> [EXTRACTED TEXT]:
··········

The Roman Catholic Diocese of Kildare and Leighlin (; ) is a Roman Catholic diocese in eastern Ireland. It is one of three suffragan dioceses in the ecclesiastical province of Dublin and is subject to the Archdiocese of Dublin. On 7 May 2013, the Most Reverend Denis Nulty was appointed Bishop of the diocese.

Geographic remit
The united diocese includes virtually all of County Carlow, most of County Kildare and parts of counties Offaly, Laois, Kilkenny, Wexford and Wicklow. The largest towns in the diocese are Carlow, Edenderry, Kildare, Naas, Newbridge, Portarlington and Portlaoise.

History
These two dioceses continued to be separate from their foundation until 1678, when, owing to the extreme tenuity of the episcopal revenues, the bishopric of Leighlin was given in commendam by the Holy See to the Bishop of Kildare. The Cathedral Church of the Assumption of the Blessed Virgin Mary is located in the town of Carlow.

··········

> [INFORMATION GIVEN]:
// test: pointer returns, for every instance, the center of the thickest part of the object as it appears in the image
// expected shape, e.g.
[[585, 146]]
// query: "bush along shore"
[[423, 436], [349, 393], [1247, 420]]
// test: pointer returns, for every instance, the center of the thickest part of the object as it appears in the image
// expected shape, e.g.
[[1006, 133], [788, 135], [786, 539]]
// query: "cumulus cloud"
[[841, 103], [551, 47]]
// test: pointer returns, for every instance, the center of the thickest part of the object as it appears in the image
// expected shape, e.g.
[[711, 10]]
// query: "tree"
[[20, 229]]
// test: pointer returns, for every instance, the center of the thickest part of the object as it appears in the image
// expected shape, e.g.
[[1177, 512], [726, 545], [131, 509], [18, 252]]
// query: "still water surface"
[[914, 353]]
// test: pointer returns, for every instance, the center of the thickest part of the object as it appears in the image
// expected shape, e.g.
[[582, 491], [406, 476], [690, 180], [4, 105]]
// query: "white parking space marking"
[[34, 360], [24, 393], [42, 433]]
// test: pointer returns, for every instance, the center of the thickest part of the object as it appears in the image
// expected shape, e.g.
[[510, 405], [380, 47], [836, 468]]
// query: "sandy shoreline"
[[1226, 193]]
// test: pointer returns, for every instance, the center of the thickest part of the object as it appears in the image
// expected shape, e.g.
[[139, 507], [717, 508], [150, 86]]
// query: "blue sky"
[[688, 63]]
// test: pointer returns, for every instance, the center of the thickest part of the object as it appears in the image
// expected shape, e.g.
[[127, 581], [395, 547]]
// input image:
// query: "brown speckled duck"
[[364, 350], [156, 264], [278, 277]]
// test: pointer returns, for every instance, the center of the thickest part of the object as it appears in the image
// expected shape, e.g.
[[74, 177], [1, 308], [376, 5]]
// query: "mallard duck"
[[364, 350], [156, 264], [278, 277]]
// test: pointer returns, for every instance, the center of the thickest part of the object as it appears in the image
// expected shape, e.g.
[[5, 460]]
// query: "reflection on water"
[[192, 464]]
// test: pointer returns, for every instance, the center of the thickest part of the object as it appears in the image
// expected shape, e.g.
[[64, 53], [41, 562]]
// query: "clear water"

··········

> [REQUEST]: According to the text on the Diocese of Kildare and Leighlin, in which town is the Cathedral Church of the Assumption of the Blessed Virgin Mary located? The records are separate material, apart from the text on the Diocese of Kildare and Leighlin.

> [THE ANSWER]: Carlow